* TAREFAS *
#1 Responda a partir do excerto sobre o prédio rústico de Tomar:
(a) Que área tem o prédio descrito no facto 1?
(b) Em que data deu entrada em juízo o requerimento de fls. 29 e 30?
(c) Que área tem o prédio indicado na cláusula primeira do acordo?
#2 Retome o excerto sobre o prédio rústico de Tomar, escrevendo a continuação logo a seguir à última frase apresentada.

* EXCERTO TRANSCRITO *
==============================

III. FUNDAMENTO DE FACTO

Mostram-se provados os seguintes factos com relevo para a apreciação do recurso:

1.O prédio rústico sito em ..., freguesia de ..., concelho de Tomar, com a área de 7080m2, encontra-se inscrito na matriz predial rústica sob o art. ..., secção V, e descrito na Conservatória do Registo Predial sob o nº ..., e figuram averbadas na respectiva ficha predial as aquisições por partilha da herança de (…) de metade indivisa a favor dos Autores e de metade indivisa a favor dos Réus (doc. de fls. 26 a 28).

2.Por escritura de partilha outorgada em l de Junho de 2001, por óbito de (…), o prédio retendo em 1) foi adjudicado em compropriedade a favor de Autores e Réus (doc. de fls. 39 a 50).

3.Por requerimento de fls. 29 e 30, que deu entrada em juízo em 13 de Abril de 2009, Autores e Réus, por requerimento subscrito pelos respectivos mandatários judiciais, declararam ter chegado extrajudicialmente a acordo quanto ao objecto do litígio, nos termos seguintes:

“CLÁUSULA PRIMEIRA
Os Réus e o A. marido reconhecem que a A. mulher é dona e legítima proprietária do seguinte prédio:
«Prédio rústico, suo em ..., freguesia de ..., concelho de Tomar, com a área de 4480 m2, a confrontar a norte com serventia, (…) sul com os RR. e herdeiros de (…), nascente com estrada e poente com freguesia de ... e herdeiros de (…), composto por terra de mato, oliveiras e figueiras, inscrito na matriz predial rústica sob o artigo ..., secção V – parte».

==============================

* DADOS APRESENTADOS *
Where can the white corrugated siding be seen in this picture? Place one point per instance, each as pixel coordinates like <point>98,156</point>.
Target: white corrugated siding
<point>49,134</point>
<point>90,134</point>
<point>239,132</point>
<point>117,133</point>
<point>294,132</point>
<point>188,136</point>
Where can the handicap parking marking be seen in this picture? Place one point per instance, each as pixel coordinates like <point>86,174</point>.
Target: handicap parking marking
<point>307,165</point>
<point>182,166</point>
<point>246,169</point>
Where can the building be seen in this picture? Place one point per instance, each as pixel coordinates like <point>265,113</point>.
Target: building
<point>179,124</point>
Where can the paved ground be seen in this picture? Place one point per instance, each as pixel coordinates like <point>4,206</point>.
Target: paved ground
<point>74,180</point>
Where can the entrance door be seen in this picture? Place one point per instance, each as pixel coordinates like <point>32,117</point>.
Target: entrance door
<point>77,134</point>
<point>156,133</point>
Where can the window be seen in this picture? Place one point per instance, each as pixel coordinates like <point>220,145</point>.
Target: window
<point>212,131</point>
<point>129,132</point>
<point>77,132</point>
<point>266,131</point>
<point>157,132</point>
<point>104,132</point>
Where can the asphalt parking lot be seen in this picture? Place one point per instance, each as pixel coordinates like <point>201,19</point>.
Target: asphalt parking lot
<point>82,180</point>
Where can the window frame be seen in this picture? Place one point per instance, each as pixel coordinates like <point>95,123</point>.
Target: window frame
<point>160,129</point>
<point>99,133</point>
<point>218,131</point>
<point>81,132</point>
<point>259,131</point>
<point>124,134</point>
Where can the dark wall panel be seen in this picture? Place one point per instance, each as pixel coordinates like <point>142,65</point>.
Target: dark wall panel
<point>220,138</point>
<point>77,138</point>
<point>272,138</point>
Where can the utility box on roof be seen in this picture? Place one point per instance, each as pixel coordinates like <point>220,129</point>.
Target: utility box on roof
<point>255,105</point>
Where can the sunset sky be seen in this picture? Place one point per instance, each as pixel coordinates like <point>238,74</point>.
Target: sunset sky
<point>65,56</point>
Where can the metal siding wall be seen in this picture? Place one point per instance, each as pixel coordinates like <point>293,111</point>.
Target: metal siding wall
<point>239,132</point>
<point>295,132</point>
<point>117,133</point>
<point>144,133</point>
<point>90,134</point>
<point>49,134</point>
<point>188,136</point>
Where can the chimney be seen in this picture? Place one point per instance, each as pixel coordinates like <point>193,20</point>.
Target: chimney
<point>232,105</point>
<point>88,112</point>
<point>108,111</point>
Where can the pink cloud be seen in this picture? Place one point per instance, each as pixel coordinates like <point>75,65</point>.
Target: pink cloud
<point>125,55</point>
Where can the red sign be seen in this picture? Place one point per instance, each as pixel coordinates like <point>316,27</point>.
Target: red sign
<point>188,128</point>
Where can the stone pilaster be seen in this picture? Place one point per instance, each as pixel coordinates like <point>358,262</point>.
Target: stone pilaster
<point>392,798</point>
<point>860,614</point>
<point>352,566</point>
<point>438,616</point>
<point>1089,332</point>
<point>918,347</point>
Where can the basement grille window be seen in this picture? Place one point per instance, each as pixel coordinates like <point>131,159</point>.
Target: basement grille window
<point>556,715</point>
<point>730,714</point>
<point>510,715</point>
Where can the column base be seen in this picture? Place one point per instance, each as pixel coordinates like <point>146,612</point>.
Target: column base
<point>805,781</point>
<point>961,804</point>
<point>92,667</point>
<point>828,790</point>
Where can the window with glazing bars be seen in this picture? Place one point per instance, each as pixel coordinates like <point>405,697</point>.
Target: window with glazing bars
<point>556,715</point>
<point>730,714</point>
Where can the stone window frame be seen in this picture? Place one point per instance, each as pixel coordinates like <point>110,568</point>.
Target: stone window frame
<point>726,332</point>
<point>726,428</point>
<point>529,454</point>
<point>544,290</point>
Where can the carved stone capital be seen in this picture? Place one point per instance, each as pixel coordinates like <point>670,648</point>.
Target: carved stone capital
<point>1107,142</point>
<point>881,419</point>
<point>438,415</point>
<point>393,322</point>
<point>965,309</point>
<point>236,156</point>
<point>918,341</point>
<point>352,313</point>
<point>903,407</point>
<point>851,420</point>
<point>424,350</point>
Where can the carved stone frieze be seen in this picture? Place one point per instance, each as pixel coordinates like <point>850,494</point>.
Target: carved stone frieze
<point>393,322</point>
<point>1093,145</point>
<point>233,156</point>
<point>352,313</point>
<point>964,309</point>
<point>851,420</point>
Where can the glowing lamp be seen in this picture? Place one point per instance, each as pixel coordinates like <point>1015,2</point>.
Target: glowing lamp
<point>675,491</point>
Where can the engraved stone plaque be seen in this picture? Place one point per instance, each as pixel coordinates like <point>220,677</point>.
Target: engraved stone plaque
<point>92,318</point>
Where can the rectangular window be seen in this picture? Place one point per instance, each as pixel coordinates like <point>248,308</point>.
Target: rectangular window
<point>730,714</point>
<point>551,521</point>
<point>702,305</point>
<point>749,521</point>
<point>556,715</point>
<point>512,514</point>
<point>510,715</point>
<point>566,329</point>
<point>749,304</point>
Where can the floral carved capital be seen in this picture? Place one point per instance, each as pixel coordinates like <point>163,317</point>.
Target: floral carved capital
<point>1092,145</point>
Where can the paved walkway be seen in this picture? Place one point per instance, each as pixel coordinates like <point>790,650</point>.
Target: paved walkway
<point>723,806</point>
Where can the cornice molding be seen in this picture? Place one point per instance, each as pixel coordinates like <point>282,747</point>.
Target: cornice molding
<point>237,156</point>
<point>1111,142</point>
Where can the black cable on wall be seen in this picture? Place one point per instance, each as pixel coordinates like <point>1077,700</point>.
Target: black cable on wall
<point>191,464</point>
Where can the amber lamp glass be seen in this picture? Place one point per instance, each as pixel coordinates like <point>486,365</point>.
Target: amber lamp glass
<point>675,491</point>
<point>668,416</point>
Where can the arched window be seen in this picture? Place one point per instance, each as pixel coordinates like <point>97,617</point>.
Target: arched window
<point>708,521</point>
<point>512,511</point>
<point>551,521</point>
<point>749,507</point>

==============================

* RESPOSTAS *
#1
(a) 7080 m2.
(b) 13 de Abril de 2009.
(c) 4480 m2.

#2
CLÁUSULA SEGUNDA
Os AA. reconhecem que os RR. são donos e legítimos proprietários, com exclusão de outrem, do seguinte prédio:
«Prédio rústico, sito em ..., freguesia de ..., concelho de Tomar, com a área de 2.600 m2, a confrontar a norte com os AA., sul com servidão, herdeiros de (…) e, nascente com estrada e poente com Junta de Freguesia e (…), composto por terra de mato, oliveiras e figueiras, inscrito na matriz predial rústica sob o artigo ..., secção V – parte».
CLÁUSULA TERCEIRA
Os AA. e os RR. reciprocamente reconhecem e aceitam que:
A) O prédio referido na pretérita cláusula primeira constitui um prédio autónomo e distinto, estando demarcado dos prédios confinantes.
B) O prédio referido na pretérita cláusula segunda constitui um prédio autónomo e distinto, estando demarcado dos prédios confinantes.
CLÁUSULA QUARTA
Custas a meias, na proporção de metade para AA. e RR., prescindindo cada uma das partes de custas de parte e de procuradoria na pane disponível”.

           

            IV. FUNDAMENTO DE DIREITO
           
Da validade da transacção celebrada pelas partes
            Como decorre do nº2 do artigo 293º do Código de Processo Civil, “é lícito (…) às partes, em qualquer estado da instância, transigir sobre o objecto da causa”.
            Constitui a transacção judicial “…um contrato bilateral realizado no âmbito de processo pendente, através do qual as partes terminam o litígio mediante recíprocas concessões (art.º 1248º do Cód. Civil)”[3].
            Segundo o nº 2 do apontado dispositivo, “as concessões podem envolver a constituição, modificação ou extinção de direitos diversos do direito controvertido”.
            Tal contrato está, porém, condicionado a sindicância judicial, com o objectivo da obtenção de um juízo acerca da sua validade, formal e substancial, analisando-se se foram respeitados os seus limites objectivos, e questionando a qualidade dos intervenientes. Só verificados esses pressupostos de validade, se homologará a transacção[4].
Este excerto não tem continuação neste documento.